### GIVEN INSTRUCTION
Return the exact lines spanning from the line with "sleeve in the image above." through the last line of the entries, boundaries included, and no others.
___ DATA EXCERPTS ___
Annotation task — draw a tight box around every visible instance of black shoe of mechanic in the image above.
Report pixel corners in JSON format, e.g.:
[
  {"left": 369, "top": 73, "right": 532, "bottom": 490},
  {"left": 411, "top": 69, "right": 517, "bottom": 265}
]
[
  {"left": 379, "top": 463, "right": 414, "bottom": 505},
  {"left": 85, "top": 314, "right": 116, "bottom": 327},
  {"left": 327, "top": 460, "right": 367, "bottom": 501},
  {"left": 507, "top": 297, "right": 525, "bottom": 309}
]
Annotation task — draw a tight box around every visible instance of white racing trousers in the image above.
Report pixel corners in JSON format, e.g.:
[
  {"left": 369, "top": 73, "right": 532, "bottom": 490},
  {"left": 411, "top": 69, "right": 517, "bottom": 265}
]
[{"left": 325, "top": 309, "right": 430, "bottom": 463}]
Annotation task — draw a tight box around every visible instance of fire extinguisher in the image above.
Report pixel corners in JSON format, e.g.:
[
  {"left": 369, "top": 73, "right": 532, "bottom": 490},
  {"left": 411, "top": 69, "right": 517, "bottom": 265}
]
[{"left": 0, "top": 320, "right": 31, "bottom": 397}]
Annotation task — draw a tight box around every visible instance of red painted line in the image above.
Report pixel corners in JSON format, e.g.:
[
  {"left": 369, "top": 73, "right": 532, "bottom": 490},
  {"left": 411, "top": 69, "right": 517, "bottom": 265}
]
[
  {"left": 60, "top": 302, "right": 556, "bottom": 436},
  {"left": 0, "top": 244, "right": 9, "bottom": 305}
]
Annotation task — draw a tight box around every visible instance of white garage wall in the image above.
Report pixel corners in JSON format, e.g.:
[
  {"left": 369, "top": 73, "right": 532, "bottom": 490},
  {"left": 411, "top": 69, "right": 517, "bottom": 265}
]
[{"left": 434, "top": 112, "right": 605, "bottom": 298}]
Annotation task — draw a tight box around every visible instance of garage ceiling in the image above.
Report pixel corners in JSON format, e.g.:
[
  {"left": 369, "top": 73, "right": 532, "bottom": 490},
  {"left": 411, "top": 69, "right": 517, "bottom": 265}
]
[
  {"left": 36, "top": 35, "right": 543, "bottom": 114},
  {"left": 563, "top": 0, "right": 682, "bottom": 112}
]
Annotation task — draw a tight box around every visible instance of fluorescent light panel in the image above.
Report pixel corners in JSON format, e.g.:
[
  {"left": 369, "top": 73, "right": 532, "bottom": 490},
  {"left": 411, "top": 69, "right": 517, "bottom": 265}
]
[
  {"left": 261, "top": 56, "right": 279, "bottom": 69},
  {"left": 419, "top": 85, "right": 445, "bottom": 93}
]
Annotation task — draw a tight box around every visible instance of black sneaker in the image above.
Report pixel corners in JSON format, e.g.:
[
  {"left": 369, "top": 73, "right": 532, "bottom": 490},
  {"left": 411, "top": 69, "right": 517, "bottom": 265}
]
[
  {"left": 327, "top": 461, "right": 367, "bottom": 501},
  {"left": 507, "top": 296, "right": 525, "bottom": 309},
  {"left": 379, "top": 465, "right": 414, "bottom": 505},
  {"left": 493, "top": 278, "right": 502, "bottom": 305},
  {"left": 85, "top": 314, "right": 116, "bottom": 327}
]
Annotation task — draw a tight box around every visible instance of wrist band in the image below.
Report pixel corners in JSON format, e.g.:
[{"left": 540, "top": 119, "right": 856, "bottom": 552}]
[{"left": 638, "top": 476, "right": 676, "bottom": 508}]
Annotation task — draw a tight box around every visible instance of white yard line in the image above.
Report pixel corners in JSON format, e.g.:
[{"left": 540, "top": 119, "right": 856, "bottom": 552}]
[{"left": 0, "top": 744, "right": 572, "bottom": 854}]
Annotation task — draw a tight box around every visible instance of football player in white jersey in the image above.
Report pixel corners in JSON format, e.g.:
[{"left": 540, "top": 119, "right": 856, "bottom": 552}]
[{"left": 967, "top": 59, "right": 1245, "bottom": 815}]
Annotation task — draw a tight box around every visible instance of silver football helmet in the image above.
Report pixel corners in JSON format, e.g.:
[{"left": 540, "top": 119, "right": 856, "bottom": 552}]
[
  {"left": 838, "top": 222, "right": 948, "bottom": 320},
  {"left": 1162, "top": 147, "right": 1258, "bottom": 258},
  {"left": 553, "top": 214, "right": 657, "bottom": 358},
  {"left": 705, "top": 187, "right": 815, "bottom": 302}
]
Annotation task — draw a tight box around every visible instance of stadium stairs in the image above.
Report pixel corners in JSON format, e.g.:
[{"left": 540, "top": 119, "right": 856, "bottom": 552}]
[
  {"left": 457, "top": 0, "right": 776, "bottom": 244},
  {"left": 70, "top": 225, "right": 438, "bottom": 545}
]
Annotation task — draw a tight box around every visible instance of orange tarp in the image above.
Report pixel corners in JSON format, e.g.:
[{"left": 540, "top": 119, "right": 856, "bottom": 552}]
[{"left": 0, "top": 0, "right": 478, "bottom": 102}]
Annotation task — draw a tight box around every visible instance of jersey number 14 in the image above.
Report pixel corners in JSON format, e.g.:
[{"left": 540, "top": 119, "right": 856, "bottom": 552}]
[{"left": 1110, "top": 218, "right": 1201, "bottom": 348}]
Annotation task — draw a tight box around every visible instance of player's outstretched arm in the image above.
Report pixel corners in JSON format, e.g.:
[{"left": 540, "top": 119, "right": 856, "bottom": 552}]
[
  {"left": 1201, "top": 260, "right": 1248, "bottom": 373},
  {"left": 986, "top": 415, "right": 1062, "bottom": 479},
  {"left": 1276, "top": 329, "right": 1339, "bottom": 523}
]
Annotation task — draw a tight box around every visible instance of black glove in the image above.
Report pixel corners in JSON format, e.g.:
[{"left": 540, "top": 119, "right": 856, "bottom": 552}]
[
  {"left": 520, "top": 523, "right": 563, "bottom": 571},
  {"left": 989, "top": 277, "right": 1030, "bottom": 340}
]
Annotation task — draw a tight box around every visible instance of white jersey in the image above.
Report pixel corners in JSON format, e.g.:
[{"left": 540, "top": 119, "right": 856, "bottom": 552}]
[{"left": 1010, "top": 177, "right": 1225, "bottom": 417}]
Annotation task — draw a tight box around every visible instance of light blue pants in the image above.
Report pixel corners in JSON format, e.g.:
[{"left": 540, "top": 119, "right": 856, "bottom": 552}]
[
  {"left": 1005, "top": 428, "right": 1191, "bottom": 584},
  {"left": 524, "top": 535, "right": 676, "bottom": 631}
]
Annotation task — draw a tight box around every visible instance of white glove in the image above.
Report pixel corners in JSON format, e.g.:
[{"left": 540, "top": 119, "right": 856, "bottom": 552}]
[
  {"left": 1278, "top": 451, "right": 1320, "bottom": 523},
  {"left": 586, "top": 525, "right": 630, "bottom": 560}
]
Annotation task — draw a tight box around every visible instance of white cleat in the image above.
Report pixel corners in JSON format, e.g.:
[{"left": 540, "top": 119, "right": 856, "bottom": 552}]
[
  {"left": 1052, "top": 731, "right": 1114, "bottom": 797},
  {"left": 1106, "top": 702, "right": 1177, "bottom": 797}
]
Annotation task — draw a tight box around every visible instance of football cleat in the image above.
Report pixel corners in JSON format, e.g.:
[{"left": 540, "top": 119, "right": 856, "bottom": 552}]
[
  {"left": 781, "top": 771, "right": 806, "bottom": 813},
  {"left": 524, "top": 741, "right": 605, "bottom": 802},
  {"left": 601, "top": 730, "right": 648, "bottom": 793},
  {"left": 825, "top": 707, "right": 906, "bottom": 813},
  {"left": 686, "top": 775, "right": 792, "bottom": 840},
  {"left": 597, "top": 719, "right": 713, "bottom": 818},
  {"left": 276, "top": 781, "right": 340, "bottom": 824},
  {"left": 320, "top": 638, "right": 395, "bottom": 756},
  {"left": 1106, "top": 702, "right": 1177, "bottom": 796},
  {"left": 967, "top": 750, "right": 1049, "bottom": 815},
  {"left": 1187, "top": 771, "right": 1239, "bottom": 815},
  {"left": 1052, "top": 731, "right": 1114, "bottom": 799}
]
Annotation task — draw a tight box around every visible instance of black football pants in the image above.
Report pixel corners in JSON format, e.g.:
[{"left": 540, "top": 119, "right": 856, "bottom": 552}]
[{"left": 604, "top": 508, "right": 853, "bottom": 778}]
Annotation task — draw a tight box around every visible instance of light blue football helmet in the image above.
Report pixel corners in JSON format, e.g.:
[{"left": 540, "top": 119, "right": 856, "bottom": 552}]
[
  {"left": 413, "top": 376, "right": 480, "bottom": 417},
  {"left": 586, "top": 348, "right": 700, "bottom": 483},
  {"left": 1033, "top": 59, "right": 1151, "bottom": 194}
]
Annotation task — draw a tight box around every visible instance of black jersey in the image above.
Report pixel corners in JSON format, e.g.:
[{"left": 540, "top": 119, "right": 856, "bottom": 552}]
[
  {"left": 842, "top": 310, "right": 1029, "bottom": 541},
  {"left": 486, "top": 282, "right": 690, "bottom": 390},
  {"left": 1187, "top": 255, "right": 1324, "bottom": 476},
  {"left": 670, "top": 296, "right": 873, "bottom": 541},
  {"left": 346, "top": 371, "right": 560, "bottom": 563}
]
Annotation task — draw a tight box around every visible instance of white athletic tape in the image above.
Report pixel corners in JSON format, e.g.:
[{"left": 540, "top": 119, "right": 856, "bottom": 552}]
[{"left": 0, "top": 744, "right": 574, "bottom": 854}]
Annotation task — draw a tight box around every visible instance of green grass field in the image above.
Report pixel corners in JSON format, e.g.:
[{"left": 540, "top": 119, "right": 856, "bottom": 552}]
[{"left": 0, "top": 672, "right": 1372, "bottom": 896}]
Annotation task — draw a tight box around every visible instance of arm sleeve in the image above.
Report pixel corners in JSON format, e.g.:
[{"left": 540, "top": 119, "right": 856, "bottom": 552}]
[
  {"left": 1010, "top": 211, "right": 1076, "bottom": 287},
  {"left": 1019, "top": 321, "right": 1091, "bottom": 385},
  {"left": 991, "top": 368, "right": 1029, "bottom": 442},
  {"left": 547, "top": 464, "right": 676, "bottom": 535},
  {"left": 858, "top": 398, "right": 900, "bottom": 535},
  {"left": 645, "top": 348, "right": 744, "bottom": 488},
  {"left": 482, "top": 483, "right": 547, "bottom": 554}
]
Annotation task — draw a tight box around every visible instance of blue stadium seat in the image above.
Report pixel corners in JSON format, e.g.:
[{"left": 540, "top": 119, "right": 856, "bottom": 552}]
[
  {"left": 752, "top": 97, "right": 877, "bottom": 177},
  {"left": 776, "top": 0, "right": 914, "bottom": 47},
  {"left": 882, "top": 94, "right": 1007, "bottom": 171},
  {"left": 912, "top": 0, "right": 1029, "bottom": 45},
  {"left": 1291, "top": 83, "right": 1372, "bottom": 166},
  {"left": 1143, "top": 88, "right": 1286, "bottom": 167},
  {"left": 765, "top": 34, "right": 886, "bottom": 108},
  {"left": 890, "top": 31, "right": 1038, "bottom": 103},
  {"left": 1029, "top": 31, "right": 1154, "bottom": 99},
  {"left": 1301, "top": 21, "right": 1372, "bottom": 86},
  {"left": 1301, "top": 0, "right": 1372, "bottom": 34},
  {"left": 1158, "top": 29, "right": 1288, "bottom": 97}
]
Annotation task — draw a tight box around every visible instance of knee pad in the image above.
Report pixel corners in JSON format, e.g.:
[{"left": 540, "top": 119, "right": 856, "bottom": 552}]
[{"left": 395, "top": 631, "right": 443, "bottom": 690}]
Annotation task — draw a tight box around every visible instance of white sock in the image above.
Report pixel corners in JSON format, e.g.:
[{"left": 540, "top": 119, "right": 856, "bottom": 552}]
___
### CORRECT RESPONSE
Annotation task — draw a tight box around every visible instance of arm sleeve in the image above.
Report pixel corners in JSON format, e.g.:
[{"left": 540, "top": 119, "right": 856, "bottom": 552}]
[
  {"left": 1010, "top": 211, "right": 1076, "bottom": 287},
  {"left": 1019, "top": 321, "right": 1091, "bottom": 385},
  {"left": 991, "top": 368, "right": 1029, "bottom": 442},
  {"left": 547, "top": 464, "right": 676, "bottom": 535},
  {"left": 858, "top": 398, "right": 900, "bottom": 535},
  {"left": 645, "top": 348, "right": 744, "bottom": 488},
  {"left": 482, "top": 483, "right": 547, "bottom": 554}
]
Annotation task — draw a tight box around every visible instance of blue stadium seat in the image above.
Report pixel corners in JSON format, e.g.:
[{"left": 540, "top": 119, "right": 856, "bottom": 552}]
[
  {"left": 752, "top": 97, "right": 877, "bottom": 177},
  {"left": 776, "top": 0, "right": 914, "bottom": 47},
  {"left": 882, "top": 94, "right": 1007, "bottom": 171},
  {"left": 912, "top": 0, "right": 1029, "bottom": 45},
  {"left": 1291, "top": 83, "right": 1372, "bottom": 166},
  {"left": 1143, "top": 88, "right": 1286, "bottom": 167},
  {"left": 765, "top": 34, "right": 886, "bottom": 108},
  {"left": 890, "top": 31, "right": 1038, "bottom": 103},
  {"left": 1029, "top": 31, "right": 1154, "bottom": 99},
  {"left": 1301, "top": 21, "right": 1372, "bottom": 86},
  {"left": 1301, "top": 0, "right": 1372, "bottom": 34},
  {"left": 1158, "top": 29, "right": 1288, "bottom": 97}
]
Annotation task — draw a tight box around every visible instance of knee pad in the image above.
Report pixel corners in JSON format, e.g.:
[{"left": 540, "top": 119, "right": 856, "bottom": 552}]
[{"left": 395, "top": 631, "right": 443, "bottom": 690}]
Annotation task — draw a tight box around every visible instance of white sock in the image above.
Report pixel corners in JSON format, e.g.:
[{"left": 540, "top": 119, "right": 856, "bottom": 552}]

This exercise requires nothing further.